Pointing dataset records
-*-*-
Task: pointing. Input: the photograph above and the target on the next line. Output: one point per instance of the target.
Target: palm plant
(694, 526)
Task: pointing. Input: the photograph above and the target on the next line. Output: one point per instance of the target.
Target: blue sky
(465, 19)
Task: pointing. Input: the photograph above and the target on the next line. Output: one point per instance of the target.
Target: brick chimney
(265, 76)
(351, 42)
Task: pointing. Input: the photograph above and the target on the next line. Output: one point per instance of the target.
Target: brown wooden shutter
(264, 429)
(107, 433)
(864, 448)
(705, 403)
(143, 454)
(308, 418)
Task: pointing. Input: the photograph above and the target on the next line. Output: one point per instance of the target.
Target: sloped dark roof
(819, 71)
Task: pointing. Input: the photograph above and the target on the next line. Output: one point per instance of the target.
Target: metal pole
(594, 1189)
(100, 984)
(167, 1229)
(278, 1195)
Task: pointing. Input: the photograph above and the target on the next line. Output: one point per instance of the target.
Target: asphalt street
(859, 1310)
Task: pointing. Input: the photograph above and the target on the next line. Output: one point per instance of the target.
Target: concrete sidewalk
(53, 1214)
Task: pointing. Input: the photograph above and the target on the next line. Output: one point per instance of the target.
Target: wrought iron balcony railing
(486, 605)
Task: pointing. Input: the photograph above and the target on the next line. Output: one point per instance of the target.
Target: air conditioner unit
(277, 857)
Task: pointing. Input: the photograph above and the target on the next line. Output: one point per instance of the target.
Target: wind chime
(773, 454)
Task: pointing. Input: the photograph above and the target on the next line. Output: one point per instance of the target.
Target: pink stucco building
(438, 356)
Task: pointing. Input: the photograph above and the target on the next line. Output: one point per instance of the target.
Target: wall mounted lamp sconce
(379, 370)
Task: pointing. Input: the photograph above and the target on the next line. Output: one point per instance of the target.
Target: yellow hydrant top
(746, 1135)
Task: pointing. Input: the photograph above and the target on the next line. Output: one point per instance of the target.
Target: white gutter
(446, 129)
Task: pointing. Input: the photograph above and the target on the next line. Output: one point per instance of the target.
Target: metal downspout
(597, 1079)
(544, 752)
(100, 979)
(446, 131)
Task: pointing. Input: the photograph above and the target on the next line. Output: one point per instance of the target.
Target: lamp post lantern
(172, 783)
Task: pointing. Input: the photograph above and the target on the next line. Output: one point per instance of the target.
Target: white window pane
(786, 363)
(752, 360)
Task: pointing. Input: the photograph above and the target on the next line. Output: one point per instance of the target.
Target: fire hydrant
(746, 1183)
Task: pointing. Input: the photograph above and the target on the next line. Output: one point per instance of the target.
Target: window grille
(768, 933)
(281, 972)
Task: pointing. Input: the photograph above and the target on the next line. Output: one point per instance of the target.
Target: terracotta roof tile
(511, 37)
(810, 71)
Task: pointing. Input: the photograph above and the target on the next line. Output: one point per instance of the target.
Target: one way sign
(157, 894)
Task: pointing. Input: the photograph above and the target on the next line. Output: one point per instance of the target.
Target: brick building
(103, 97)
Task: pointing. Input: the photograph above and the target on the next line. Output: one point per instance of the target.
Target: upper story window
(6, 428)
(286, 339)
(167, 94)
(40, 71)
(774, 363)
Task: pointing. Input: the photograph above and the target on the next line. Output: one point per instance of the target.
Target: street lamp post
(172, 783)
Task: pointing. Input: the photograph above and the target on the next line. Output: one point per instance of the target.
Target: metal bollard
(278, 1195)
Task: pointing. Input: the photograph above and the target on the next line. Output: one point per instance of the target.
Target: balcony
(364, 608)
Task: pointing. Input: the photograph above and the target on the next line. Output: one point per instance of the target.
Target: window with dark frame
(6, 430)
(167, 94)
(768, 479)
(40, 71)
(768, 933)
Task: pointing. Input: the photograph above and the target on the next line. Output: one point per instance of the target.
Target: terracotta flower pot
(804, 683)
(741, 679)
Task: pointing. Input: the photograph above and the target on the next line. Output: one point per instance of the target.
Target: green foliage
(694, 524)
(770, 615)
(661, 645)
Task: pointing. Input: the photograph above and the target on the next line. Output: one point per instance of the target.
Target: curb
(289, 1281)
-*-*-
### Task details:
Print all of the material above verbatim, line by line.

### Result for this exercise:
Task: pointing. Input: the photograph above and the target on the next line. Output: one point per instance of the target.
Target: palm plant
(694, 526)
Task: pointing. Input: the photograph above and the target on the next line. Output: one point per instance of the target.
Target: blue sky
(465, 19)
Task: pointing. Input: the photograph above and the target on the next line. Output: one point per instance of the target.
Target: brick chimney
(265, 76)
(351, 42)
Task: pointing. Input: the photograph above and the target on the next line. Output: one point per instance of the target.
Target: brown wooden shutter
(264, 429)
(107, 433)
(864, 448)
(705, 403)
(143, 454)
(308, 418)
Task: pointing. Input: the photograph above and the target on the next line. Output: one point per instance of the target.
Target: sloped dark roof
(819, 71)
Task: pointing. Input: the photograph above and the target on the next line. Output: one point per instance of the target.
Target: metal pole
(594, 1189)
(100, 984)
(167, 1229)
(278, 1195)
Task: pointing. Input: the photograph above and the target on the next line. Output: one point per instance of the target.
Target: asphalt street
(859, 1310)
Task: pointing. Input: the photograph above and the target on the next line. Output: one point per instance of the target.
Target: concrete sidewalk
(53, 1214)
Task: pointing. Input: the photograph above and the target on the next line. Output: one point per instance of the target.
Target: wrought iron balcony railing
(486, 605)
Task: pointing. Input: the photograph above and the target on the next line. Output: one point per instance of the target.
Target: air conditioner unit
(277, 857)
Task: pointing. Input: the photograph above and the target on the next line. Output: one point per instance of the target.
Target: wind chime
(773, 454)
Task: pointing. Input: the photograph above and the target on the next line. Output: one point per instance of the target.
Target: pink stucco building
(438, 356)
Task: pointing. Input: the photograph above and the target on the next line. Output: one point per instance of the target.
Target: wall mounted lamp sconce
(379, 370)
Task: pointing. Input: the photograph above and the target on the next line. Output: one point per instance of the target.
Target: yellow hydrant top
(746, 1135)
Task: pointing. Input: the photograph above and the target on the next line. Output: one point per instance of the target.
Target: white gutter
(446, 129)
Task: pointing. Input: the photograph above and the target on the next line. Output: one point per instance of the target.
Target: metal downspout
(597, 1079)
(544, 752)
(100, 979)
(446, 131)
Task: pointing. Input: the photograph above and the target on the next line. Output: one point per instance of the target.
Target: lamp post lantern
(172, 783)
Task: pointing. Input: the photograph above and the target on the next line. Output: one point per instance of the target.
Target: white window pane
(786, 363)
(752, 360)
Task: pointing. Input: the photograph above and the target on the next line. Output: one point per instance of the target.
Target: fire hydrant
(746, 1183)
Task: pointing. Input: the photograph above and the target on the next line. Output: one point per instance of the target.
Target: window grille
(768, 933)
(281, 972)
Task: pointing. Input: the photograph above and the target on the next line. Output: one point per instance of the target.
Target: terracotta roof tile
(511, 37)
(810, 71)
Task: pointing. Input: the photograph above and the target on the next line. Output: one point per instance of the target.
Target: one way sign
(157, 894)
Task: pointing. Input: the photograph above and the target on the next line. Output: one point per instance of the target.
Target: brick building
(103, 97)
Task: pointing. Input: the photograph above and the target on the next line. Output: one point per instance of the target.
Target: upper story window
(6, 428)
(286, 339)
(167, 94)
(40, 71)
(774, 363)
Task: pointing. Input: the photograph above and the target on the next line. Output: one point per instance of the target.
Target: street lamp post
(172, 783)
Task: pointing. Input: the photograph above and the target on the next line. Output: one point per instance of the target.
Target: metal bollard
(278, 1195)
Task: pointing. Input: the photograph above and the target on the next line. Output: one point per instance of the target.
Target: balcony
(364, 608)
Task: pointing. Input: the photograph above and the target on the next line. Output: one point per instance of the target.
Target: window with dark frame
(6, 430)
(167, 94)
(768, 479)
(40, 71)
(768, 933)
Task: pointing. Input: the photograph above and the target on the next line. Output: one point per instance of the target.
Target: terracotta flower pot
(804, 683)
(741, 679)
Task: pointing. Input: the photograph above and the target on the next line. Output: one point per instance of the target.
Target: green foliage
(694, 524)
(770, 615)
(661, 645)
Task: pointing. Input: the photograph above and the target on the next line. Output: one point per instance of the target.
Target: curb
(289, 1281)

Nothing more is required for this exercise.